#### WORK INSTRUCTION:
Transcribe the part of the article on MXene oxidation starting with "They can store" and going on through "its future viability.".

#### SELECTED EXCERPT:
· · · ·
They can store electricity better than almost any material on Earth, block an onslaught of electromagnetic interference, and sniff out the faintest trace of toxins in the air, but MXenes, the latest super-material-in-waiting, have trouble with water. Like a rake left out in the rain, they oxidize, and quickly, when stored or mixed in water. It’s an issue of consequence, considering some of the most promising applications require combining MXene flakes in water to make things like conductive ink and spray coatings. A breakthrough, recently published by Drexel University researchers in a German chemistry journal, showing that a common water-softening additive can help to preserve the flakes in water, could be the key to its future viability.
These atomically thin, layered materials, which were discovered at Drexel in 2011, owe their exceptional abilities, in part, to their surface chemistry and physical structure. But the source of MXenes’ unique properties is also likely their weakness when it comes to oxidation, according to the research published by a team of researchers from Drexel’s College of Engineering.
“Oxidation of MXenes has always been a problem,” according to Varun Natu, a doctoral researcher in the College and a co-author of the paper “Edge Capping of 2D-MXene Sheets with Polyanionic Salts to Mitigate Oxidation in Aqueous Colloidal Suspensions,” which was published in the journal Angewandte Chemie. “The most common titanium carbide MXenes, show signs of oxidation when stored for a week or so in water; other chemistries oxidize within days.”
· · · ·
#### DATA EXTRACT:
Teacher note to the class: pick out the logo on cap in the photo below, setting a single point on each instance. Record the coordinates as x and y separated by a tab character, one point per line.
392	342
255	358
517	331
· · · ·
#### FINISHED EXERCISE:
They can store electricity better than almost any material on Earth, block an onslaught of electromagnetic interference, and sniff out the faintest trace of toxins in the air, but MXenes, the latest super-material-in-waiting, have trouble with water. Like a rake left out in the rain, they oxidize, and quickly, when stored or mixed in water. It’s an issue of consequence, considering some of the most promising applications require combining MXene flakes in water to make things like conductive ink and spray coatings. A breakthrough, recently published by Drexel University researchers in a German chemistry journal, showing that a common water-softening additive can help to preserve the flakes in water, could be the key to its future viability.